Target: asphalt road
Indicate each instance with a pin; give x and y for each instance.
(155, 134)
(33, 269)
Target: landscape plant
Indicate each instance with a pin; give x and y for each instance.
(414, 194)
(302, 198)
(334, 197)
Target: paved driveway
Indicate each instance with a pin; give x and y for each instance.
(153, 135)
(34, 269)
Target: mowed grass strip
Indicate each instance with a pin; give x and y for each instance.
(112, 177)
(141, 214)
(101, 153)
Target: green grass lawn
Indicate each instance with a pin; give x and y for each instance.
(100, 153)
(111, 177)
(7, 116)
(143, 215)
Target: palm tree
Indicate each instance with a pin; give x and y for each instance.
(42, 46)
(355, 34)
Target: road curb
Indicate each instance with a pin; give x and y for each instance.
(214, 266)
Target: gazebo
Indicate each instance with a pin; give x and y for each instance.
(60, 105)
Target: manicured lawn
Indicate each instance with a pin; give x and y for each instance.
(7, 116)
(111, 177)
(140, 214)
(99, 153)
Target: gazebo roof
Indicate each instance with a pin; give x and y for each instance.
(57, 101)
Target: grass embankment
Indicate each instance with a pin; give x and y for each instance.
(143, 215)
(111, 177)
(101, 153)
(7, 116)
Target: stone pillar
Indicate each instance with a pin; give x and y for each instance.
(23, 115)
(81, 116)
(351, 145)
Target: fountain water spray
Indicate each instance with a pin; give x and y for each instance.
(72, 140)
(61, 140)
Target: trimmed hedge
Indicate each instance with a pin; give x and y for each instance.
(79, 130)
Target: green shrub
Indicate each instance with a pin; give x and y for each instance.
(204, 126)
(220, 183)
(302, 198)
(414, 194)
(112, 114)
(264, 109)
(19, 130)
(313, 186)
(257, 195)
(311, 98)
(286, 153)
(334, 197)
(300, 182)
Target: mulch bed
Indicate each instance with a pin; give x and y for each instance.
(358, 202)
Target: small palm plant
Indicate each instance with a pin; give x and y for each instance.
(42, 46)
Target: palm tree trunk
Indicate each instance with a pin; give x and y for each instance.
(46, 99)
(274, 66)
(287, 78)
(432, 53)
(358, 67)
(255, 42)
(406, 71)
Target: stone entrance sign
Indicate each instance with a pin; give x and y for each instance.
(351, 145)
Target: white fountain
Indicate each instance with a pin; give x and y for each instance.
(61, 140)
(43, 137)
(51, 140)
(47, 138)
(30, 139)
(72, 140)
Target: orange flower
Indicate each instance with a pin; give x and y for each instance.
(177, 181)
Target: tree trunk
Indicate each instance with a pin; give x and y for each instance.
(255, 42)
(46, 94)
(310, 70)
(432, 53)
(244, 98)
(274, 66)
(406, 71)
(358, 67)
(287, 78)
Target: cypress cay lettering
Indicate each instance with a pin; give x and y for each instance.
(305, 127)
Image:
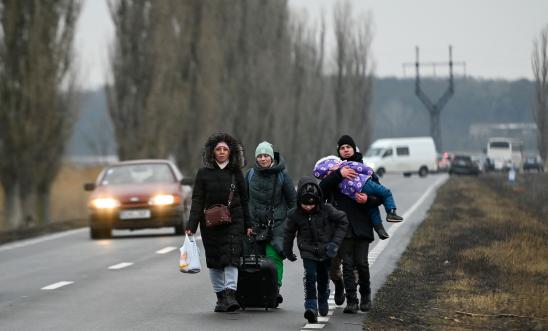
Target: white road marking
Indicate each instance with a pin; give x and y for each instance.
(166, 250)
(120, 265)
(29, 242)
(57, 285)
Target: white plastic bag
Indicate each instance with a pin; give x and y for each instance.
(189, 261)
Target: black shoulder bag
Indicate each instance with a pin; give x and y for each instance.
(220, 214)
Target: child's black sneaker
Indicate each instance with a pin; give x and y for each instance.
(311, 316)
(351, 307)
(391, 216)
(381, 231)
(323, 308)
(365, 302)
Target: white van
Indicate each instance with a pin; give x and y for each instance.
(402, 155)
(504, 153)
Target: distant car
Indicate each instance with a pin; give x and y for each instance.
(444, 162)
(137, 194)
(533, 163)
(463, 165)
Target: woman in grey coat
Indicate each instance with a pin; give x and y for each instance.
(271, 195)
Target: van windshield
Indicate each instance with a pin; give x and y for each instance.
(499, 144)
(374, 152)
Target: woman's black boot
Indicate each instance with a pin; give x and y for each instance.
(231, 303)
(381, 231)
(220, 306)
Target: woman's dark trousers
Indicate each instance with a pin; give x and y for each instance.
(316, 273)
(354, 254)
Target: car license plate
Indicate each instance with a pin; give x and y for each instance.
(134, 214)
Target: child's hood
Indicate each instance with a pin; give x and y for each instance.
(308, 186)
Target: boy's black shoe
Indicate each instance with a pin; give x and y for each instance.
(339, 292)
(351, 307)
(220, 306)
(231, 303)
(365, 303)
(311, 316)
(391, 216)
(323, 308)
(381, 231)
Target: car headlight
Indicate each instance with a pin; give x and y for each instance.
(105, 203)
(162, 200)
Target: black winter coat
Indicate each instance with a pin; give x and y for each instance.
(314, 230)
(223, 244)
(358, 214)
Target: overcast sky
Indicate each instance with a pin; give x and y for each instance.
(494, 37)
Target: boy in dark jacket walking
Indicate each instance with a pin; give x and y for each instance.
(320, 229)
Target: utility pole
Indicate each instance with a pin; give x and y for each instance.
(434, 108)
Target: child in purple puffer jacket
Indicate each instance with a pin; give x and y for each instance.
(361, 184)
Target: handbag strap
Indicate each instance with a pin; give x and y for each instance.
(232, 189)
(271, 207)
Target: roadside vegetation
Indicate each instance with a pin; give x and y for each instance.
(478, 262)
(68, 206)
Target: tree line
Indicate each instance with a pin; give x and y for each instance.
(180, 70)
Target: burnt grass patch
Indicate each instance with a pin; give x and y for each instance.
(479, 261)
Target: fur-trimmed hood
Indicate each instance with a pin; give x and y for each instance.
(236, 159)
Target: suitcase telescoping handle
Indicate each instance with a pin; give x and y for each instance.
(255, 247)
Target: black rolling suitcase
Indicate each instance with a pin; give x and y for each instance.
(257, 283)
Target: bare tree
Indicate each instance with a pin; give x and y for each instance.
(37, 108)
(539, 62)
(146, 90)
(352, 84)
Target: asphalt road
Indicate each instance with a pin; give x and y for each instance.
(131, 282)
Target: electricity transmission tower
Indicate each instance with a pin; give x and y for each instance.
(435, 108)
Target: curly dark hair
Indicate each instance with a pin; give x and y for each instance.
(236, 158)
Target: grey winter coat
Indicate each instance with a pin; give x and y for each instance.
(260, 186)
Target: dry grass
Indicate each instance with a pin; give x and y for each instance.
(68, 199)
(478, 262)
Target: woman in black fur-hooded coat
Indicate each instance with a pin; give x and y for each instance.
(222, 163)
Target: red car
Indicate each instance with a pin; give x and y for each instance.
(137, 195)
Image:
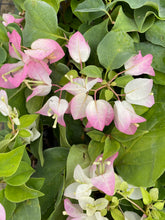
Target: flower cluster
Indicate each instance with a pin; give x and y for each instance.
(32, 66)
(99, 176)
(100, 112)
(33, 69)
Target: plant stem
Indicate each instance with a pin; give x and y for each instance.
(129, 200)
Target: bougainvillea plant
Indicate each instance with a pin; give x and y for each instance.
(82, 110)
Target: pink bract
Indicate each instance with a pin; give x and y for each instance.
(2, 213)
(78, 48)
(99, 114)
(125, 118)
(8, 19)
(55, 106)
(138, 65)
(46, 49)
(80, 85)
(15, 74)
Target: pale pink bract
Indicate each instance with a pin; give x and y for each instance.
(138, 91)
(138, 65)
(125, 118)
(79, 49)
(45, 49)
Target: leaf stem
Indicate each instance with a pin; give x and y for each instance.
(129, 200)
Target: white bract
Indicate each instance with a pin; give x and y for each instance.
(138, 91)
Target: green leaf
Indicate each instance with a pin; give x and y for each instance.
(65, 80)
(159, 5)
(91, 6)
(9, 206)
(41, 22)
(154, 193)
(139, 109)
(59, 71)
(37, 149)
(21, 176)
(9, 162)
(159, 205)
(124, 23)
(156, 33)
(92, 71)
(99, 31)
(96, 135)
(35, 183)
(78, 154)
(159, 78)
(158, 53)
(3, 55)
(4, 144)
(144, 18)
(54, 4)
(115, 49)
(146, 196)
(52, 171)
(123, 80)
(14, 26)
(21, 193)
(95, 149)
(110, 148)
(3, 34)
(141, 161)
(34, 104)
(17, 99)
(117, 215)
(87, 11)
(24, 133)
(27, 120)
(56, 214)
(29, 209)
(19, 4)
(63, 139)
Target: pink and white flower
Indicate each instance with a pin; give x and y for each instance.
(41, 83)
(80, 85)
(79, 49)
(4, 107)
(129, 215)
(92, 207)
(8, 19)
(2, 213)
(47, 49)
(104, 176)
(55, 107)
(98, 176)
(138, 91)
(138, 65)
(12, 74)
(99, 114)
(125, 118)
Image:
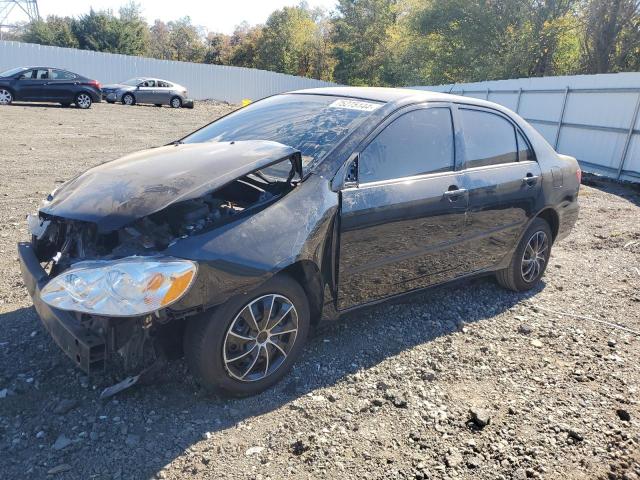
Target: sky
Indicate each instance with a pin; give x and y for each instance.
(214, 15)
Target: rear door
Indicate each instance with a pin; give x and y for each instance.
(402, 222)
(145, 93)
(163, 92)
(32, 85)
(62, 85)
(503, 180)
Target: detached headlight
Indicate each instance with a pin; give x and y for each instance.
(120, 288)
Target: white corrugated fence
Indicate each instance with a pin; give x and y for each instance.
(594, 118)
(218, 82)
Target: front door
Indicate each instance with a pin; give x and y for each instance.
(504, 184)
(62, 86)
(32, 85)
(402, 224)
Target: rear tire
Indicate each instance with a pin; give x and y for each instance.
(6, 97)
(530, 259)
(249, 343)
(83, 101)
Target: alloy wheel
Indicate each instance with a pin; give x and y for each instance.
(83, 100)
(534, 257)
(5, 97)
(260, 338)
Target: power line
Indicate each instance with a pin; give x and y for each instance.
(14, 13)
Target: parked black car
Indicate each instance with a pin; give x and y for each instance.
(244, 234)
(46, 84)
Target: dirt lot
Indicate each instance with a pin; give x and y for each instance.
(402, 390)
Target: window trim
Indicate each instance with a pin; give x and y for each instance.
(517, 129)
(388, 121)
(73, 75)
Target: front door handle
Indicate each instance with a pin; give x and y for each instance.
(530, 179)
(454, 193)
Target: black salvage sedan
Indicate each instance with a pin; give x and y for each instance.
(240, 237)
(46, 84)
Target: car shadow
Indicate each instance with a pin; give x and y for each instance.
(159, 422)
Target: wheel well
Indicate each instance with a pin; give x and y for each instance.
(307, 274)
(551, 217)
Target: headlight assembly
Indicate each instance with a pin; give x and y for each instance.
(120, 288)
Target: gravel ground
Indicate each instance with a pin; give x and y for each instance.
(465, 381)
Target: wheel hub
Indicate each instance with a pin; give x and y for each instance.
(534, 257)
(260, 338)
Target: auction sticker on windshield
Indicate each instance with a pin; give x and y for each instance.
(355, 105)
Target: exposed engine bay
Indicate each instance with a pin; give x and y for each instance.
(63, 242)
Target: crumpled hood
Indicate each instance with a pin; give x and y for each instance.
(116, 193)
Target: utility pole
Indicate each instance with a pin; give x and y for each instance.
(14, 13)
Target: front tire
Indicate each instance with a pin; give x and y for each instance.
(530, 259)
(6, 97)
(250, 342)
(83, 101)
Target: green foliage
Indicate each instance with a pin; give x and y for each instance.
(295, 40)
(383, 42)
(52, 31)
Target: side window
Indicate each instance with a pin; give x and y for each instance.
(28, 75)
(41, 74)
(62, 75)
(524, 150)
(489, 139)
(420, 141)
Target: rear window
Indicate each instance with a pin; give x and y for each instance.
(11, 72)
(62, 75)
(489, 139)
(313, 124)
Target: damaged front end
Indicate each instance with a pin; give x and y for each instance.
(96, 268)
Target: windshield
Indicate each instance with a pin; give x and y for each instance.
(133, 82)
(313, 124)
(11, 72)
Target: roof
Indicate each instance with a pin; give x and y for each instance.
(380, 94)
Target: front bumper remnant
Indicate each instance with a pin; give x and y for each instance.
(82, 345)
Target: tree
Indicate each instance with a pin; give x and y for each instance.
(610, 35)
(360, 33)
(102, 31)
(244, 43)
(186, 41)
(287, 42)
(218, 49)
(159, 41)
(52, 31)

----

_What this task involves_
Copy out the stretch of the records from the line containing "Target: windshield" through the end, keeping each line as it appears.

_Written answer_
Target: windshield
Indicate each instance with a pin; give x and y for each instance.
(133, 82)
(313, 124)
(11, 72)
Target: roof
Indicate each instance with a pin; give x and y for each instance.
(380, 94)
Target: front bumper remnant
Indicate each instance with a pin; give x and y for each instance.
(82, 345)
Target: tree
Indicate each instance with a pin; give x and y for each instance.
(610, 35)
(360, 33)
(102, 31)
(244, 43)
(186, 41)
(287, 42)
(218, 49)
(159, 41)
(52, 31)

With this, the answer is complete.